Data extracted from a collection:

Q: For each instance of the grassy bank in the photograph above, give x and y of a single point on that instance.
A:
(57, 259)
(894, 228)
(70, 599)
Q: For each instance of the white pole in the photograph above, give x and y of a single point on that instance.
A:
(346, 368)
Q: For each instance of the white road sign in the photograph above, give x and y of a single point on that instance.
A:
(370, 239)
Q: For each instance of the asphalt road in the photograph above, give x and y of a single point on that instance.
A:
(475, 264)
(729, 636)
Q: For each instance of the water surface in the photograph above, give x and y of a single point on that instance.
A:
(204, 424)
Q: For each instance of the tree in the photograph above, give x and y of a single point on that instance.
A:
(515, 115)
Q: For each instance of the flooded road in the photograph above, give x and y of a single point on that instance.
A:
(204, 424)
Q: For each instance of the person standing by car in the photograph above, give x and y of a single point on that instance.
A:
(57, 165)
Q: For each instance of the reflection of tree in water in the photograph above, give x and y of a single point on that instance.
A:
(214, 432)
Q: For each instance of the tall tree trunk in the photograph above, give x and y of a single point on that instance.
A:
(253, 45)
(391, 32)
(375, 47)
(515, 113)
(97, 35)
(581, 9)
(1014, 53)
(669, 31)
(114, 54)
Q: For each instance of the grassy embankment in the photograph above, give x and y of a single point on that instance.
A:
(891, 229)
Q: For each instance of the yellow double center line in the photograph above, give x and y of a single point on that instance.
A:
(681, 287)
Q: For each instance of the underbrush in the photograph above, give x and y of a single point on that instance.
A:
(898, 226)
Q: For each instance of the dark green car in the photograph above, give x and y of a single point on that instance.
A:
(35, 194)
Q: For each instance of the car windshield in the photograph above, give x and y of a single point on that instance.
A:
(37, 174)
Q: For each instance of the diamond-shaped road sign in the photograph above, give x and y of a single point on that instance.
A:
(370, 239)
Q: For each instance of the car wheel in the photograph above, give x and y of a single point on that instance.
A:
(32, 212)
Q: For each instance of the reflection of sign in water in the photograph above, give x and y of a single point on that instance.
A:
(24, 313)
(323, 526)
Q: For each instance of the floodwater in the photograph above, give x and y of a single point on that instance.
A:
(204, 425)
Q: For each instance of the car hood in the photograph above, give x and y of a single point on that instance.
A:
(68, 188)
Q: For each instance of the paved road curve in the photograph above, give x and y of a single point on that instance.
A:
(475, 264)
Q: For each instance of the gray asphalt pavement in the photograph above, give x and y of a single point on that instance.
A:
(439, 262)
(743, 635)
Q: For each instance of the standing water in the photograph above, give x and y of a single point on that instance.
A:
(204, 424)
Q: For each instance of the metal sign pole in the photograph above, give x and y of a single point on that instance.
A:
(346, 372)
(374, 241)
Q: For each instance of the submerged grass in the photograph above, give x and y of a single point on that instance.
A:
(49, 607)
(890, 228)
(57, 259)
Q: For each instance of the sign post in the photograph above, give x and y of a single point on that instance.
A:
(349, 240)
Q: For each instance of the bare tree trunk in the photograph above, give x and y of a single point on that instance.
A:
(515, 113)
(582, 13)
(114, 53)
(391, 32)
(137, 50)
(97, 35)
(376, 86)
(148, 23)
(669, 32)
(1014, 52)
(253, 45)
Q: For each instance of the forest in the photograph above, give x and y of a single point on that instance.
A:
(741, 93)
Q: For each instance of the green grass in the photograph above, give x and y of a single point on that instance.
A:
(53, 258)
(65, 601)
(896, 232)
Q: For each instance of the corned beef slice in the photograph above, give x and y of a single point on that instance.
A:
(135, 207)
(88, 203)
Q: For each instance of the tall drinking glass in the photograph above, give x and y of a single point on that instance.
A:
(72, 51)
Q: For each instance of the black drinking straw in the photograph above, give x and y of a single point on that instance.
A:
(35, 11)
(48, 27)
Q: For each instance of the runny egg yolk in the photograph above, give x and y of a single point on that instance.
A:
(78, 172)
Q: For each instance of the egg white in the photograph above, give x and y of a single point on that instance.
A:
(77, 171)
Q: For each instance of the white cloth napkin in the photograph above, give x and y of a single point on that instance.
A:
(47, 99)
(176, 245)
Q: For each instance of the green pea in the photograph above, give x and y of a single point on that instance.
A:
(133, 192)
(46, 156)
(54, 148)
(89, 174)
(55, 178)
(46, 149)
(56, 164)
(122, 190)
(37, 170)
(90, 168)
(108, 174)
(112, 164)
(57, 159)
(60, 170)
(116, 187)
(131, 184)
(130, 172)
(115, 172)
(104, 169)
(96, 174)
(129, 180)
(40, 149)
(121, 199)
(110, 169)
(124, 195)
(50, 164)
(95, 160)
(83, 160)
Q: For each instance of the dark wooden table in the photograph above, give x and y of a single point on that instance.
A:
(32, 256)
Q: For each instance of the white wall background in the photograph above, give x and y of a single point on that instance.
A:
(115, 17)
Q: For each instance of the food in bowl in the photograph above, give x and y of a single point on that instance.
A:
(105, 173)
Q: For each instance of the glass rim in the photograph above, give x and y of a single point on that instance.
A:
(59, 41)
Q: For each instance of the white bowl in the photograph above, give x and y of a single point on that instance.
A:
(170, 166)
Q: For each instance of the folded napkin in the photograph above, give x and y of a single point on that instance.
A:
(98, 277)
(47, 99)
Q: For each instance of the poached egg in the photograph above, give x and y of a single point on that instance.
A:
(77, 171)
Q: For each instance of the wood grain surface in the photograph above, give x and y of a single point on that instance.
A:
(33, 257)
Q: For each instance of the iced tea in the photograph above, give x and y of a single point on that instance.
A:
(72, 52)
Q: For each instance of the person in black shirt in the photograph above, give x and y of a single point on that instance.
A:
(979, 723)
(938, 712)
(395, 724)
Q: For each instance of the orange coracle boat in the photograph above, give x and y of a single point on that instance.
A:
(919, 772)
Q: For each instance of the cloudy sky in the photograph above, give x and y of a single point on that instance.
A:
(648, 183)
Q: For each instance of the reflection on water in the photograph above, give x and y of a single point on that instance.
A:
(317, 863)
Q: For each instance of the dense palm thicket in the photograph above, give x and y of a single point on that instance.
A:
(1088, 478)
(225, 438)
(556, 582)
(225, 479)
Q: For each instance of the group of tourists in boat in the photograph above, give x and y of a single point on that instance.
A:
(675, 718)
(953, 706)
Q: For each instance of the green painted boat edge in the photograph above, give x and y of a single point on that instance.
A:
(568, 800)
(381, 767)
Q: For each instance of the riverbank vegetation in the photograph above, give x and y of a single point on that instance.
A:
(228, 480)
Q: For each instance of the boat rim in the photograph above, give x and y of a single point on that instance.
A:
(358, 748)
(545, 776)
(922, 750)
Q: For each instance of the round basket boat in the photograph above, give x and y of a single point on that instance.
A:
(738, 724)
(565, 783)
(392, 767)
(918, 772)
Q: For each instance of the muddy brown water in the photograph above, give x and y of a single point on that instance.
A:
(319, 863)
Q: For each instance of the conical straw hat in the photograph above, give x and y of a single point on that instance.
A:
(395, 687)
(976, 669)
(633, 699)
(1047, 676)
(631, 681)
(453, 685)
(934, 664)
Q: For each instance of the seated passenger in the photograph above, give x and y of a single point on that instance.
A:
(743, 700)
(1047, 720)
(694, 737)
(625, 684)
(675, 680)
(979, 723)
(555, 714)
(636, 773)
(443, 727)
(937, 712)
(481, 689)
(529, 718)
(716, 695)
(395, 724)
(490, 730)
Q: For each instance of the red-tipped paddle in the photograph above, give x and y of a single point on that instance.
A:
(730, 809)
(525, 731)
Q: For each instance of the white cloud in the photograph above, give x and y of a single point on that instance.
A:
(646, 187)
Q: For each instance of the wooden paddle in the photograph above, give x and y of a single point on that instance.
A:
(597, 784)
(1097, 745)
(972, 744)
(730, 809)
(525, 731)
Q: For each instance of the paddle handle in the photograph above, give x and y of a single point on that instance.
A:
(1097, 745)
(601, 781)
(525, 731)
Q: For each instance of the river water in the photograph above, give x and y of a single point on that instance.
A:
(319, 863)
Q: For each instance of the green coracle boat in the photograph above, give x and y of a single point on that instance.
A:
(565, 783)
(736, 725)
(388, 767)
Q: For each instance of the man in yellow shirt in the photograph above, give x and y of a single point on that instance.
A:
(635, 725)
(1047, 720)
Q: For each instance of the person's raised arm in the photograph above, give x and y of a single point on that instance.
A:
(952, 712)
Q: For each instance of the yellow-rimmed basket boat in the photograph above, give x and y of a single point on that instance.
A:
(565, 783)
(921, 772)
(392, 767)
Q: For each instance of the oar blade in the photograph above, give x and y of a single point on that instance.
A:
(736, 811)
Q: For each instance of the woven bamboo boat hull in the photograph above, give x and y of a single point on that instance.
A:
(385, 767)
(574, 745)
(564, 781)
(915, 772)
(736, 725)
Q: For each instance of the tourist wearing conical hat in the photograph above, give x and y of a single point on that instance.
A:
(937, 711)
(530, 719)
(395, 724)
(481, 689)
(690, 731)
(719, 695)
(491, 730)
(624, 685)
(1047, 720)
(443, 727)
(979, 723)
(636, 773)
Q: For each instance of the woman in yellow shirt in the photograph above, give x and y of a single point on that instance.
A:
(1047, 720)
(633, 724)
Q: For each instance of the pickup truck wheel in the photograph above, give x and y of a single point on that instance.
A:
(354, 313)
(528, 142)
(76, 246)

Work item: Where a line in the records above contains the string "surface", copy that line.

Written reply:
Q: For each instance of the water surface in the photograph above, give x and y of a single point on that instance.
Q: For each instance of the wood grain surface in the photograph above, give x and y of a single point on that instance.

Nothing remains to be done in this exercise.